== Instructions to follow ==
Update every row below by changing "object localization system" to "object detector", keeping everything else the same. Leave the pictures out of your answer.

Dataset records:
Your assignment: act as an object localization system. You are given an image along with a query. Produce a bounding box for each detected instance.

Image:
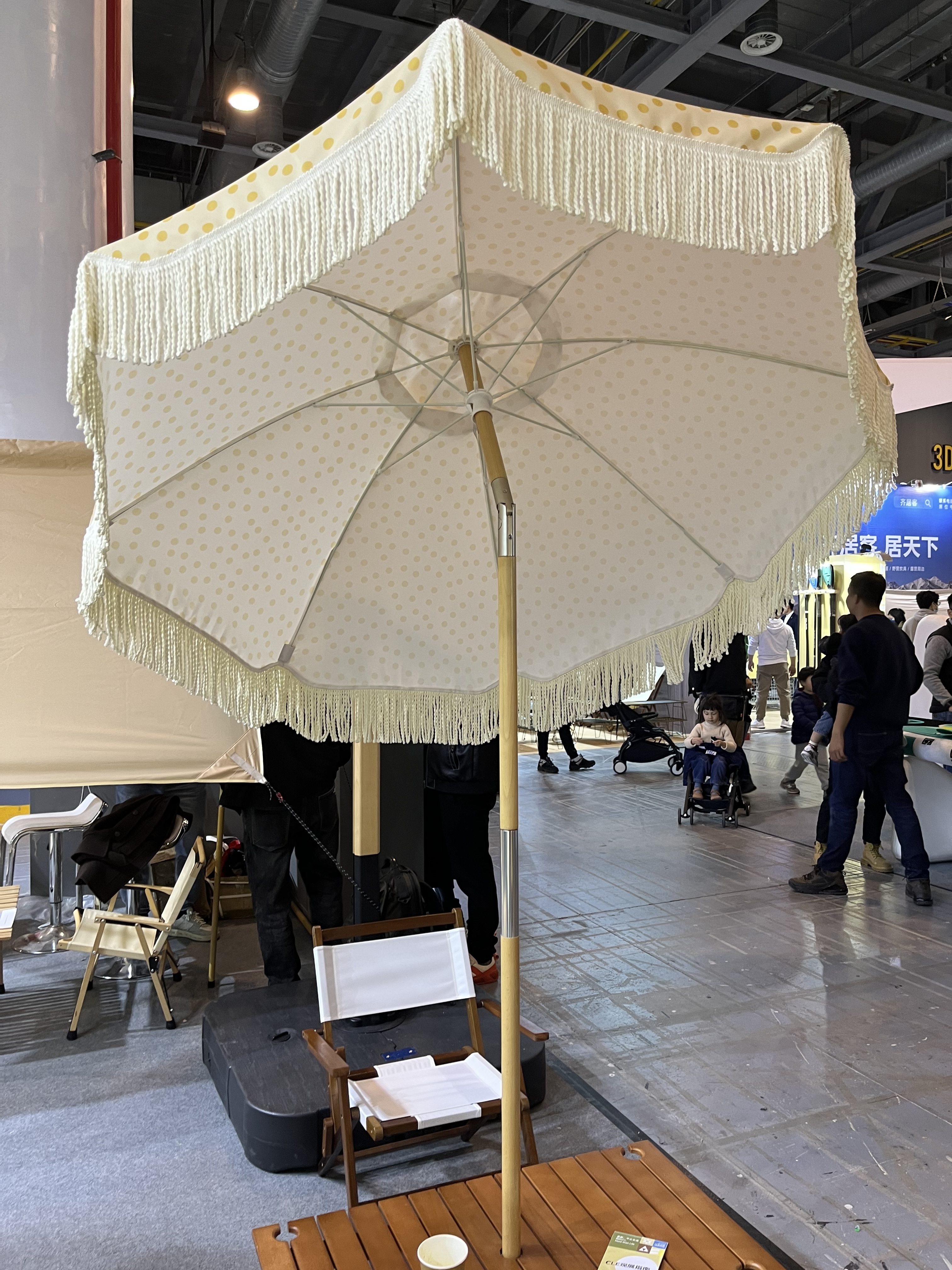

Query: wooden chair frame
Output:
[302,908,548,1210]
[60,834,204,1040]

== Response to the exercise ==
Your assignment: act as an object detector. You are given an image along with a query. Produce a bounding box for each detected instance.

Image:

Query: wooden chair frame
Output:
[302,908,548,1210]
[60,834,204,1040]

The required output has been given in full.